Your objective: Only a number is wanted: how many lines in the records below contain "wristwatch"?

Photo-based referring expression data:

=-=-=

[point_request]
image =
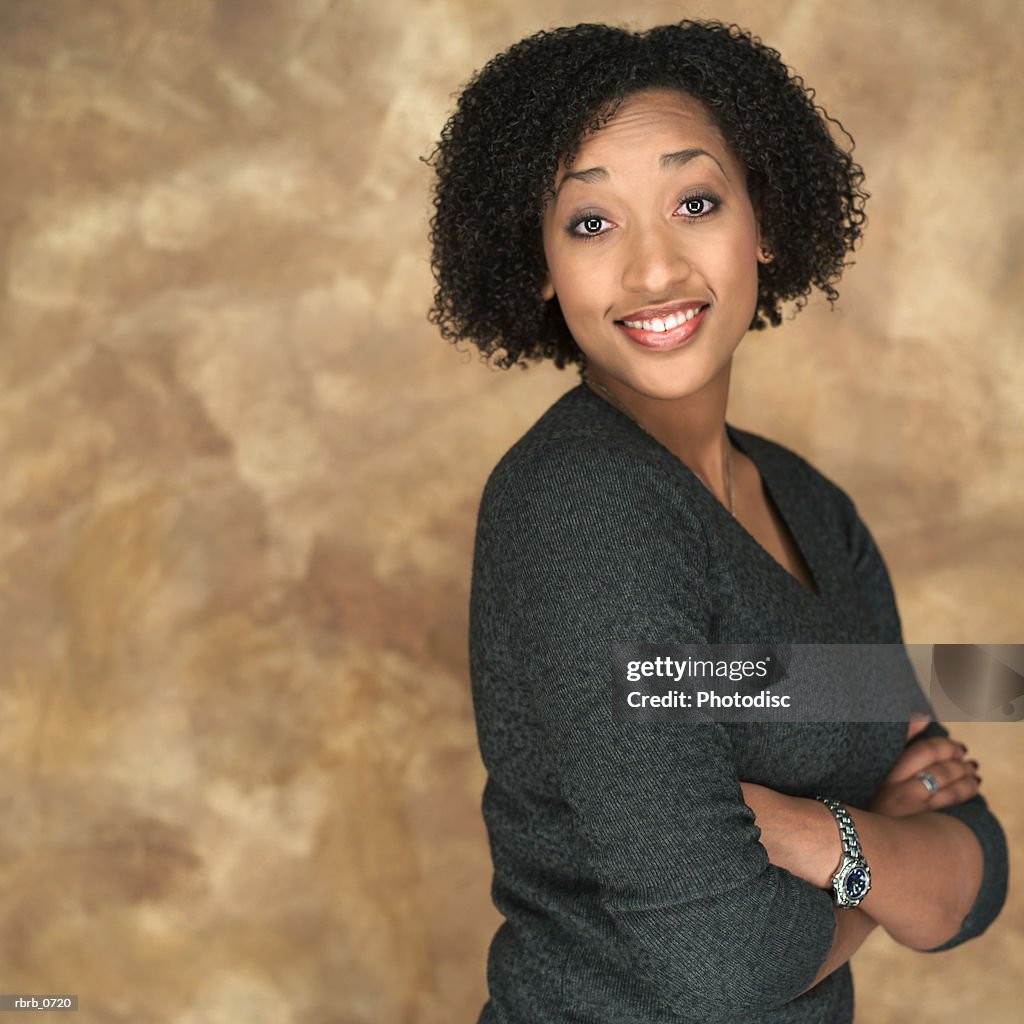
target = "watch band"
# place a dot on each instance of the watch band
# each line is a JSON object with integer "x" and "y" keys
{"x": 852, "y": 880}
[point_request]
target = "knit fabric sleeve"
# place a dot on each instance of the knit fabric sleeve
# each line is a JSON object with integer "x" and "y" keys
{"x": 590, "y": 548}
{"x": 975, "y": 812}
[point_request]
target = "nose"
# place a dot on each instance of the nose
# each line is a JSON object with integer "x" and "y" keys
{"x": 655, "y": 259}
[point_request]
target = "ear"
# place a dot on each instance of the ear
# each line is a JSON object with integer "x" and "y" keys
{"x": 765, "y": 255}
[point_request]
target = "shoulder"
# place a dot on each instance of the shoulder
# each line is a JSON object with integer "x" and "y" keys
{"x": 792, "y": 472}
{"x": 588, "y": 482}
{"x": 583, "y": 454}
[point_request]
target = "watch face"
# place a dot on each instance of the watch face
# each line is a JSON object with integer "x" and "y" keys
{"x": 856, "y": 883}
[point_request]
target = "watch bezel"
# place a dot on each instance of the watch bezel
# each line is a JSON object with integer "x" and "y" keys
{"x": 840, "y": 878}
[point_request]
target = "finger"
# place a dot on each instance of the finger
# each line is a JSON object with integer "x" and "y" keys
{"x": 923, "y": 754}
{"x": 958, "y": 792}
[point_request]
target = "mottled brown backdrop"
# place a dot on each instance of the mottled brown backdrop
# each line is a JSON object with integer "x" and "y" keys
{"x": 240, "y": 780}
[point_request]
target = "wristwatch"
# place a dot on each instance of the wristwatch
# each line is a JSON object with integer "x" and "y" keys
{"x": 852, "y": 881}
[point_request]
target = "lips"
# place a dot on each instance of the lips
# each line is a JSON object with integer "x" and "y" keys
{"x": 658, "y": 336}
{"x": 659, "y": 312}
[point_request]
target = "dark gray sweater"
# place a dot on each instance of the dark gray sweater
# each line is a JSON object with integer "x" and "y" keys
{"x": 627, "y": 864}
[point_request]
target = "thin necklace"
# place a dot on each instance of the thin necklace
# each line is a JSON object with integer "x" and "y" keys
{"x": 728, "y": 451}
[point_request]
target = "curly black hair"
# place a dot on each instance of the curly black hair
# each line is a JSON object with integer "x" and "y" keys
{"x": 531, "y": 105}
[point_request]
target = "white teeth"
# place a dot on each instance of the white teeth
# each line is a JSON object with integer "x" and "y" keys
{"x": 659, "y": 325}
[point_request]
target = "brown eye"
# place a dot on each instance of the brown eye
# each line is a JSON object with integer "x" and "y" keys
{"x": 697, "y": 207}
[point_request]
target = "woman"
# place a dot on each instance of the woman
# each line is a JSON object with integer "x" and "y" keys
{"x": 633, "y": 204}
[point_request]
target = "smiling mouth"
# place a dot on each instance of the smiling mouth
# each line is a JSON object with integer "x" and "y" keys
{"x": 665, "y": 333}
{"x": 660, "y": 325}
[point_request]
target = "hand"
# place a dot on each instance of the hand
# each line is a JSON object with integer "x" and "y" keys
{"x": 791, "y": 834}
{"x": 902, "y": 795}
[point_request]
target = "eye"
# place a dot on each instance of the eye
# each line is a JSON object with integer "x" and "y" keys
{"x": 699, "y": 206}
{"x": 588, "y": 226}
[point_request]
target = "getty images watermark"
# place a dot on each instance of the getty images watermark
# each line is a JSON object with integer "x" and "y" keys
{"x": 818, "y": 682}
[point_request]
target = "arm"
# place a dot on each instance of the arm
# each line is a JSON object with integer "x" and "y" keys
{"x": 927, "y": 867}
{"x": 926, "y": 871}
{"x": 585, "y": 549}
{"x": 852, "y": 927}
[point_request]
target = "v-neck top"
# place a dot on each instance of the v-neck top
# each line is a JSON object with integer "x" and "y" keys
{"x": 627, "y": 864}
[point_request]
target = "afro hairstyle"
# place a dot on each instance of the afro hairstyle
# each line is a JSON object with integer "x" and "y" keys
{"x": 529, "y": 109}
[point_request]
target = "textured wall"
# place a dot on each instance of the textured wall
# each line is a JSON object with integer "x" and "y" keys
{"x": 240, "y": 777}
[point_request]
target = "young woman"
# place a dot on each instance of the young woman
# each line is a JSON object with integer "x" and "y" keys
{"x": 633, "y": 204}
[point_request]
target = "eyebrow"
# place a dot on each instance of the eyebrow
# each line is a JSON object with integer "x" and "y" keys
{"x": 669, "y": 161}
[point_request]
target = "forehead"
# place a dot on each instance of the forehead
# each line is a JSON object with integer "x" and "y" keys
{"x": 650, "y": 118}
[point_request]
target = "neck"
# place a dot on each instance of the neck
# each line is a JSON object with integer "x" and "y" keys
{"x": 691, "y": 427}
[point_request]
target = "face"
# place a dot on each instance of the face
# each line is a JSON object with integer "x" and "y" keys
{"x": 650, "y": 224}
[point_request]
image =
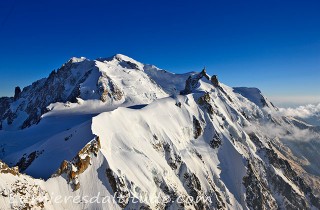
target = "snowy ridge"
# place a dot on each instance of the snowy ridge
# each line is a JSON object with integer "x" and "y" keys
{"x": 131, "y": 137}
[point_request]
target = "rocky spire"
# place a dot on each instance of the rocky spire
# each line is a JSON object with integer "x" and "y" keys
{"x": 214, "y": 80}
{"x": 17, "y": 92}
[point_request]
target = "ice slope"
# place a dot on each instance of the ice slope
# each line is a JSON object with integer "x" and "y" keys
{"x": 211, "y": 144}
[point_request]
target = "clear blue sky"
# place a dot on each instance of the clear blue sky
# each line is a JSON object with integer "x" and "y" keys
{"x": 270, "y": 44}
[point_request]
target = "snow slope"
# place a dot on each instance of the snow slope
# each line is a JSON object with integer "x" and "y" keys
{"x": 129, "y": 137}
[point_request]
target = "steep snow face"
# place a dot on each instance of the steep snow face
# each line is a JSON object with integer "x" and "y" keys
{"x": 254, "y": 95}
{"x": 110, "y": 82}
{"x": 128, "y": 138}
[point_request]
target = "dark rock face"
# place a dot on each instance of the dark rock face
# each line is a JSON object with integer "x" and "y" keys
{"x": 79, "y": 163}
{"x": 17, "y": 92}
{"x": 204, "y": 101}
{"x": 34, "y": 99}
{"x": 26, "y": 161}
{"x": 119, "y": 187}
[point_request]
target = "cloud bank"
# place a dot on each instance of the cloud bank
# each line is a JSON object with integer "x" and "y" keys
{"x": 302, "y": 111}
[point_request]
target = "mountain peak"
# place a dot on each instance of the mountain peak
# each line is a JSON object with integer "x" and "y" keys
{"x": 123, "y": 61}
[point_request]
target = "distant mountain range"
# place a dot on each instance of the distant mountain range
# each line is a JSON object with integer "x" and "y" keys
{"x": 145, "y": 138}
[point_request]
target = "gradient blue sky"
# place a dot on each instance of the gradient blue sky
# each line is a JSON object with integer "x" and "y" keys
{"x": 270, "y": 44}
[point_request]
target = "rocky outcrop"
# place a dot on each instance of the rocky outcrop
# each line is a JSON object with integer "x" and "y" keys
{"x": 17, "y": 92}
{"x": 214, "y": 80}
{"x": 4, "y": 168}
{"x": 26, "y": 160}
{"x": 79, "y": 164}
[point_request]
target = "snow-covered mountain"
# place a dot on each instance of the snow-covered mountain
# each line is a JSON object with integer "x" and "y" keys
{"x": 113, "y": 133}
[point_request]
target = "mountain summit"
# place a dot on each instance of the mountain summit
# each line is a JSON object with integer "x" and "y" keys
{"x": 140, "y": 137}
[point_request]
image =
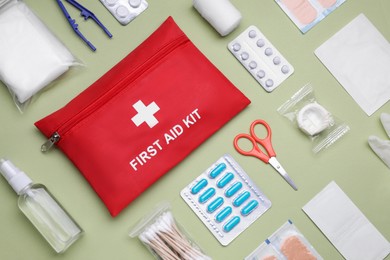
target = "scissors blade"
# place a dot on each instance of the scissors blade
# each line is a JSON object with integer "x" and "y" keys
{"x": 274, "y": 162}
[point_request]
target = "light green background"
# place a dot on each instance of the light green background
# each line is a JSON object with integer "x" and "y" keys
{"x": 349, "y": 162}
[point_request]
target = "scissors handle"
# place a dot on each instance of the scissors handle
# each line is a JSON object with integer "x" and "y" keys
{"x": 265, "y": 142}
{"x": 255, "y": 151}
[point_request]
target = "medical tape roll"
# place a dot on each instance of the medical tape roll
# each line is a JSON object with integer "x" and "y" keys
{"x": 221, "y": 14}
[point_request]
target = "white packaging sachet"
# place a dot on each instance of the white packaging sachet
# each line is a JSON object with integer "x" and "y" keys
{"x": 341, "y": 221}
{"x": 31, "y": 56}
{"x": 358, "y": 56}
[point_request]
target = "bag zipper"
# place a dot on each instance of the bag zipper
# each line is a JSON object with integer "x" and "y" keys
{"x": 116, "y": 89}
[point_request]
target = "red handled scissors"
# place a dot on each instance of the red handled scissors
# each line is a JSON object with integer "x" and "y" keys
{"x": 270, "y": 156}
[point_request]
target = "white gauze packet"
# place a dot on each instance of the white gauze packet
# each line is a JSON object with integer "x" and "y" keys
{"x": 342, "y": 222}
{"x": 31, "y": 56}
{"x": 358, "y": 56}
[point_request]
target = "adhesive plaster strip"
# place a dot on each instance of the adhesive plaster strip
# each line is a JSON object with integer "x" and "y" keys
{"x": 303, "y": 11}
{"x": 327, "y": 3}
{"x": 293, "y": 248}
{"x": 341, "y": 221}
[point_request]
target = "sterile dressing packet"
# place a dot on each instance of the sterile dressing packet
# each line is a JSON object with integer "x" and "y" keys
{"x": 303, "y": 110}
{"x": 31, "y": 56}
{"x": 341, "y": 221}
{"x": 358, "y": 56}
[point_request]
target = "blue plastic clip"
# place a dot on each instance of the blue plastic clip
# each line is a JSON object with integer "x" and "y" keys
{"x": 86, "y": 14}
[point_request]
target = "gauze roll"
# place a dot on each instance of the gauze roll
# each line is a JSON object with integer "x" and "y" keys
{"x": 221, "y": 14}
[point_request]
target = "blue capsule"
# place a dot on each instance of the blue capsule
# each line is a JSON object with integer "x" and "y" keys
{"x": 233, "y": 189}
{"x": 206, "y": 195}
{"x": 241, "y": 198}
{"x": 231, "y": 224}
{"x": 249, "y": 207}
{"x": 215, "y": 204}
{"x": 225, "y": 180}
{"x": 217, "y": 170}
{"x": 199, "y": 186}
{"x": 223, "y": 214}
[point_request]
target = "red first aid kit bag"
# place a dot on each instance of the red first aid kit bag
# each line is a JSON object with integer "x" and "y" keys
{"x": 144, "y": 116}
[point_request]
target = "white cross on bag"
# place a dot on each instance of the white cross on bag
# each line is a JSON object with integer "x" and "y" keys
{"x": 145, "y": 114}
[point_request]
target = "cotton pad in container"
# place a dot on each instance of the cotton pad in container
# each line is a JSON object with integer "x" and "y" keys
{"x": 31, "y": 56}
{"x": 314, "y": 120}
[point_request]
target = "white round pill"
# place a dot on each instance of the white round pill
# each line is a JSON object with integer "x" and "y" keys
{"x": 111, "y": 2}
{"x": 277, "y": 60}
{"x": 252, "y": 64}
{"x": 260, "y": 74}
{"x": 285, "y": 69}
{"x": 244, "y": 55}
{"x": 122, "y": 11}
{"x": 252, "y": 34}
{"x": 236, "y": 47}
{"x": 269, "y": 83}
{"x": 260, "y": 43}
{"x": 134, "y": 3}
{"x": 268, "y": 52}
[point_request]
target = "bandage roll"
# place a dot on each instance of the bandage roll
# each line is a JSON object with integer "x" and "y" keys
{"x": 221, "y": 14}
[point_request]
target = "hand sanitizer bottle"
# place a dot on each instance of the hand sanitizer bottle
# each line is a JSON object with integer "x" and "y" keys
{"x": 41, "y": 208}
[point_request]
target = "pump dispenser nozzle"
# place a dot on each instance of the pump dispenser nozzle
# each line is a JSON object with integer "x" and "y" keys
{"x": 15, "y": 177}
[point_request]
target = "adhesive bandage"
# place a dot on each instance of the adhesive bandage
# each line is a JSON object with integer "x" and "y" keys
{"x": 307, "y": 13}
{"x": 260, "y": 58}
{"x": 225, "y": 199}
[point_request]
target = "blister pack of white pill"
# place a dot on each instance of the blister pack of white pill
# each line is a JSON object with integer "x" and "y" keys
{"x": 225, "y": 199}
{"x": 125, "y": 10}
{"x": 260, "y": 58}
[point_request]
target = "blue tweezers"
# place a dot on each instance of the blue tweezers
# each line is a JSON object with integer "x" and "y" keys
{"x": 86, "y": 14}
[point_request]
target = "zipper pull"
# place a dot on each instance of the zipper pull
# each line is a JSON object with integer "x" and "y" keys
{"x": 49, "y": 143}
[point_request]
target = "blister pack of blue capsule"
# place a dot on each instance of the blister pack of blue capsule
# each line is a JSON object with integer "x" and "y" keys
{"x": 225, "y": 199}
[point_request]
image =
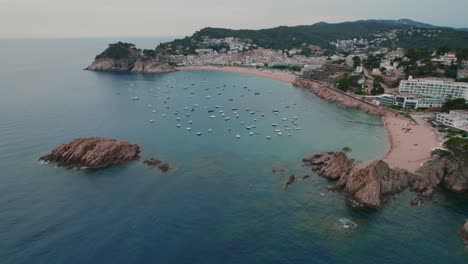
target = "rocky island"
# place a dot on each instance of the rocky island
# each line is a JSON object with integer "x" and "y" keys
{"x": 124, "y": 57}
{"x": 93, "y": 153}
{"x": 370, "y": 185}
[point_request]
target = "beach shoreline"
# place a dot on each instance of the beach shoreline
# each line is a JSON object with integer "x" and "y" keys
{"x": 410, "y": 143}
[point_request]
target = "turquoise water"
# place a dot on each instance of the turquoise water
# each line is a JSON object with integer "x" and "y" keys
{"x": 221, "y": 203}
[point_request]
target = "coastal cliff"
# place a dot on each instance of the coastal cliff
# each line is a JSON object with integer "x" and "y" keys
{"x": 124, "y": 57}
{"x": 93, "y": 153}
{"x": 371, "y": 185}
{"x": 338, "y": 97}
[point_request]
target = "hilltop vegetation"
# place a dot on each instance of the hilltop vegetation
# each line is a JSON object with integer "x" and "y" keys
{"x": 409, "y": 34}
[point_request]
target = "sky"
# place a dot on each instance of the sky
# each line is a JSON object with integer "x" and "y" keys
{"x": 111, "y": 18}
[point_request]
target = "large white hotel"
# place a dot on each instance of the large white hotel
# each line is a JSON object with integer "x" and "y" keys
{"x": 432, "y": 93}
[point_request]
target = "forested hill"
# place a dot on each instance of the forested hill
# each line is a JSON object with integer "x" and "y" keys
{"x": 408, "y": 34}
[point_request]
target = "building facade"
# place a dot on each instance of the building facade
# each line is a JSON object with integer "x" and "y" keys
{"x": 434, "y": 89}
{"x": 456, "y": 118}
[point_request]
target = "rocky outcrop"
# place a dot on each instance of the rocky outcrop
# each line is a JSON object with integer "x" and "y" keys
{"x": 464, "y": 233}
{"x": 449, "y": 170}
{"x": 370, "y": 185}
{"x": 338, "y": 97}
{"x": 124, "y": 57}
{"x": 129, "y": 65}
{"x": 93, "y": 153}
{"x": 332, "y": 166}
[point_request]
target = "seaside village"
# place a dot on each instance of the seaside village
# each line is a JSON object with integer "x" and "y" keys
{"x": 416, "y": 81}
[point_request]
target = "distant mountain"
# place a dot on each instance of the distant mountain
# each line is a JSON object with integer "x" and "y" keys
{"x": 403, "y": 22}
{"x": 409, "y": 34}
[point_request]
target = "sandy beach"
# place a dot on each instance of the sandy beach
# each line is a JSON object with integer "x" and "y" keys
{"x": 271, "y": 74}
{"x": 410, "y": 144}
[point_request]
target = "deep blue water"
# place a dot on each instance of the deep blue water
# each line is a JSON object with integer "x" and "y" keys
{"x": 221, "y": 203}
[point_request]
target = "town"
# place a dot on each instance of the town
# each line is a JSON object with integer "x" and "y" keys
{"x": 416, "y": 80}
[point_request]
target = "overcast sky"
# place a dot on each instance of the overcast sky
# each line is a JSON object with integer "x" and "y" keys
{"x": 105, "y": 18}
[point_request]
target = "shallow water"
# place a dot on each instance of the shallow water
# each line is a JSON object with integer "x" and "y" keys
{"x": 221, "y": 203}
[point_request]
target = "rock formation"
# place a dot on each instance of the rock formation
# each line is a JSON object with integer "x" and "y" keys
{"x": 290, "y": 181}
{"x": 369, "y": 186}
{"x": 93, "y": 152}
{"x": 124, "y": 57}
{"x": 153, "y": 162}
{"x": 332, "y": 166}
{"x": 338, "y": 97}
{"x": 464, "y": 233}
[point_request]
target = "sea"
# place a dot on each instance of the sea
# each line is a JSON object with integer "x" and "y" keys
{"x": 223, "y": 201}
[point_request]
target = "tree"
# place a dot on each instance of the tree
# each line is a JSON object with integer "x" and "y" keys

=-=-=

Completed exercise: 2